(Dataset records Opens)

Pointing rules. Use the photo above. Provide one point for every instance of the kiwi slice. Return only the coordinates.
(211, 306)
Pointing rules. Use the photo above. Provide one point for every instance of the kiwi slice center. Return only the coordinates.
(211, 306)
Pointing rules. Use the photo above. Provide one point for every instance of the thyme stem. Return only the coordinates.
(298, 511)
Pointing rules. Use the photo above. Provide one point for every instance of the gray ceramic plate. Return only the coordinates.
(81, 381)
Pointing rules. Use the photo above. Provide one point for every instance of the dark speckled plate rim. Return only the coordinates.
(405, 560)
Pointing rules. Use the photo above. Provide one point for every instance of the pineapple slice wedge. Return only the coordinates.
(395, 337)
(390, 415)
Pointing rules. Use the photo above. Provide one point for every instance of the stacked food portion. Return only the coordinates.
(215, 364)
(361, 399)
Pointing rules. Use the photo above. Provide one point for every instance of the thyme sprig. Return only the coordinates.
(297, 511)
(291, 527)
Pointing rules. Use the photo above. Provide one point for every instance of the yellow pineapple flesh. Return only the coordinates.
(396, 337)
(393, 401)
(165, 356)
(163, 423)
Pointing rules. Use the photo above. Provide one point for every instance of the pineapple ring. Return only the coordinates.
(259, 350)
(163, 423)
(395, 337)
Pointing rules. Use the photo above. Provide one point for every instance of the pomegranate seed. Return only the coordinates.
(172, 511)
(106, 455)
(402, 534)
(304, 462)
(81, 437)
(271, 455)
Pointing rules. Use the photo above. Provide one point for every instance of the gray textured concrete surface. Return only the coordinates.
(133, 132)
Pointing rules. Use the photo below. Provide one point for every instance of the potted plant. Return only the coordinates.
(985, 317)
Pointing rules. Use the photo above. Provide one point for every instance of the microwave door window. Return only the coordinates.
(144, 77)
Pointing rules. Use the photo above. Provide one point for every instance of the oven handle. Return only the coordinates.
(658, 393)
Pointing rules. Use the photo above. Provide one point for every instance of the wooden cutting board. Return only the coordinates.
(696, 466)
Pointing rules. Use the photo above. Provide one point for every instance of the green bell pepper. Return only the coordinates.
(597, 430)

(Dataset records Closes)

* **Exercise objective**:
Make sure every record is repeated exactly.

* **Answer**:
Pointing rules. Use the photo above. Provide one point for every instance of the kiwi slice. Return only the coordinates.
(211, 306)
Pointing rules. Use the photo above. Provide one point for every instance of the kiwi slice center. Return only the coordinates.
(211, 306)
Pointing rules. Use the photo above. Provide one point for every instance of the thyme stem. Return only the coordinates.
(298, 511)
Pointing rules. Use the photo above. Provide one point for every instance of the gray ceramic plate. Return only the coordinates.
(81, 381)
Pointing rules. Use the photo above. Provide one point for every instance of the dark speckled plate rim. Return only the coordinates.
(405, 560)
Pointing rules. Use the photo above. Provide one point for every instance of the pineapple slice wedge. Return only the coordinates.
(395, 337)
(390, 415)
Pointing rules. Use the photo above. Provide one point for every instance of the stacked food portion. Return only the coordinates.
(215, 364)
(361, 399)
Pointing rules. Use the photo above. Provide one point for every instance of the thyme sprig. Return only the coordinates.
(297, 511)
(291, 527)
Pointing rules. Use the photo above. Provide one point for every instance of the yellow pineapple flesh. Return only the coordinates.
(396, 337)
(393, 401)
(165, 356)
(163, 423)
Pointing rules. Use the photo above. Provide one point for every instance of the pineapple ring. Return only the coordinates.
(259, 350)
(163, 423)
(395, 337)
Pointing rules. Use the photo above. Provide one point for every instance of the pomegranate seed. Return only the coordinates.
(172, 511)
(106, 455)
(402, 534)
(304, 462)
(81, 437)
(271, 455)
Pointing rules. Use the photo above. Provide one point for every instance of the gray textured concrete surface. Return only the coordinates.
(133, 132)
Pointing rules. Use the photo below. Provide one point for every instance of the potted plant. Return only the coordinates.
(985, 317)
Pointing rules. Use the photo above. Provide one point for every instance of the microwave door window. Return only the coordinates.
(144, 77)
Pointing rules. Use the photo above. Provide one point for every instance of the oven handle. Return only the coordinates.
(658, 393)
Pointing rules. Use the photo above. Provide one point for every instance of the wooden cutting board. Return only the coordinates.
(696, 466)
Pointing rules. Use the photo above. Provide one point for every instance of the green bell pepper. Return only the coordinates.
(597, 430)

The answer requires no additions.